Rewrite all the rows below as a numbered list, omitting blank lines and leaving out the pictures.

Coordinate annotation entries

______

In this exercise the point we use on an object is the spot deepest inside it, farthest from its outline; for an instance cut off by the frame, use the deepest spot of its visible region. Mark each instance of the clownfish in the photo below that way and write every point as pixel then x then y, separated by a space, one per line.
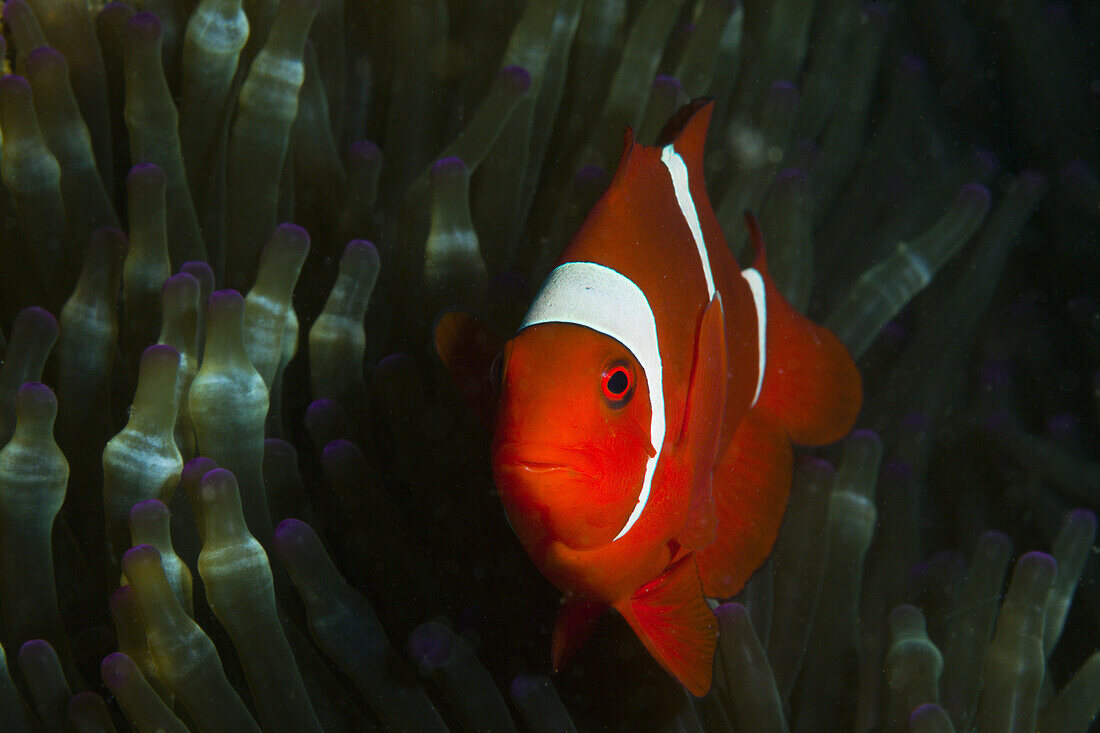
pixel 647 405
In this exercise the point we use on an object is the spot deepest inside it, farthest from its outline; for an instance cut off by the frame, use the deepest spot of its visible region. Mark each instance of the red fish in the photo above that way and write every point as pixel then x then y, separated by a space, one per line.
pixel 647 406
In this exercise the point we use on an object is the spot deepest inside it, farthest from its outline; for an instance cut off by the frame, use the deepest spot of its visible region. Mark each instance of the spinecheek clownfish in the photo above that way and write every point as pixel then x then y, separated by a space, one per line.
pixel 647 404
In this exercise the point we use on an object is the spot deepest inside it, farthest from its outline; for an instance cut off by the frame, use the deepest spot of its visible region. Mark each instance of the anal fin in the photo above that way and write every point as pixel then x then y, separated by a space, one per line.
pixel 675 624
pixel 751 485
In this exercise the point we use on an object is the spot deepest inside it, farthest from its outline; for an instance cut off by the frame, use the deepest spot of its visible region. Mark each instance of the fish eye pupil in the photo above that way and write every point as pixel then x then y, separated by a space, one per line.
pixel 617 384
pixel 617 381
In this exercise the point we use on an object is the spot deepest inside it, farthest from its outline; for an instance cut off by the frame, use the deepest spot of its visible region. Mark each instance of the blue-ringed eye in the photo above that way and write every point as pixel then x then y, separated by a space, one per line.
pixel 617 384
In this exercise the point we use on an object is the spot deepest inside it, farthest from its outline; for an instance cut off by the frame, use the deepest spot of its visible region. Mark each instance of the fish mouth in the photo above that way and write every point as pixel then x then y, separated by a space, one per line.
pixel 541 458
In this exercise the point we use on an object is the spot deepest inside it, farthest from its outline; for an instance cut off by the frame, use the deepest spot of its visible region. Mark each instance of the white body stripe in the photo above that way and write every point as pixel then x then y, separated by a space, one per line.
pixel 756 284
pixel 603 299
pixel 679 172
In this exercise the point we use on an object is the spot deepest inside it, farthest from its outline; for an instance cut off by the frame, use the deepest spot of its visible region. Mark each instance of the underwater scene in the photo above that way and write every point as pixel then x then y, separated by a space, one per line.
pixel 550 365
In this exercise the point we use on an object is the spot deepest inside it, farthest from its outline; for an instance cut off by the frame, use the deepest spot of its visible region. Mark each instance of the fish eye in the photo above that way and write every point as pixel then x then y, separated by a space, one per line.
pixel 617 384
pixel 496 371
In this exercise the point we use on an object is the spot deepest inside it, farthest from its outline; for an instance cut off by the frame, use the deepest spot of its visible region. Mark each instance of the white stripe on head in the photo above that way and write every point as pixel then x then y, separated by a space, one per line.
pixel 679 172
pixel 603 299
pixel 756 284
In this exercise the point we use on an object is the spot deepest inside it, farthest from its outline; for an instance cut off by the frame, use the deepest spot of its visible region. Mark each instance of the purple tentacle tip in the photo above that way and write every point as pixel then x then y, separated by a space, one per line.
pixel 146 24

______

**Result below:**
1. In this exercise the point we use on an object is the spot deepest inside it, farthest from its outline; for an instance cut off by the frame, use the deepest spot of its visible region. Mark each instance of the clownfish in the photo below that way and write every point as pixel then x then y, separated by a space, one per line.
2. pixel 647 405
3. In this exercise the point we use on an object is the spot deepest inside it, farthest from its outline; for an instance cut off by the frame, use the deepest spot of its visible region. Mark each instance of the red fish in the photo above that way and write every point as pixel then x then y, separated by a space, one per line.
4. pixel 647 406
5. In this exercise the point we use on an object is the spot deepest inside it, farthest from its outline; for an instance cut off by the frame, use the deepest spot of its visible region. Mark each instance of the spinecheek clownfish in the photo above that way and write every point as pixel then x then y, separated by a space, one per line.
6. pixel 647 404
7. In this exercise the point we use on an object is the spot deepest inside it, farthest from its outline; for an instance cut off by the frame, use the deepest spot of its visible region. Mark each instance of the anal fin in the photo above that way and write every point as pixel then x then y, separated by a space, one per line.
8. pixel 675 624
9. pixel 751 485
10. In this exercise the point we use on an object is the spot deepest inside it, farthest from its outline; for an instance cut off by the frame, use the deepest spot of its visible region. Mark each instance of the fish eye pupil in the photo above that way and write every point as pixel then x then y, separated by a space, one per line.
11. pixel 617 384
12. pixel 617 381
13. In this exercise the point we use on an object is the spot deepest inside it, farthest from its outline; for an instance cut off by the frame, use the deepest spot of its visible region. Mark each instance of the blue-ringed eye in the photo above that way and write every point as pixel then x then y, separated by a space, one per line.
14. pixel 617 384
15. In this exercise the point we use on an object is the spot deepest inside it, farthest from its outline; for an instance cut off by the frame, use the deepest spot of its visible region. Mark each instance of the fish mouth in the photo above that way and write every point as pixel then x then y, separated by a space, one per line.
16. pixel 541 458
17. In this exercise the point we use on an object is the spot deepest inside it, farthest from its outline; for an instance cut off by the frame, use the deepest spot of its visible region. Mark each instance of the white body stripe in the photo above that way and write every point as pixel then x then y, separated by a space, one per line.
18. pixel 756 284
19. pixel 603 299
20. pixel 679 172
21. In this exercise the point we use on an object is the spot deepest inside it, farthest from its outline; for an instance cut off by the frame, use the deepest spot of its visible region. Mark each instance of the underwater scene in the photo above that way and write every point as pixel then x then y, separated by a space, one per line.
22. pixel 550 365
23. In this exercise the point we use on an object is the spot deepest inside it, farthest from its outline; for an instance cut off by the frame, use the deepest spot of its visible region. Mark each instance of the fish eye in the photo above that way and write every point as pixel then x then y, separated by a space, one per line.
24. pixel 617 384
25. pixel 496 371
26. In this exercise the point we use on an object is the spot deepest inside it, farthest from its outline; for an instance cut off by the frame, use the deepest spot of its visible region. Mark each instance of the white stripe on head in the photo above that way and write every point as pixel then x then y, separated by a space, one per line.
27. pixel 679 172
28. pixel 603 299
29. pixel 756 284
30. In this exercise the point we use on an object is the spot deepest inside it, farthest from its outline; for an instance cut off by the frame, use the deepest spot of its visible region. Mark each instance of the purple tentacle tip in the photo above that way and write every point as pixel then x then y, separated by a space, one per line.
31. pixel 146 24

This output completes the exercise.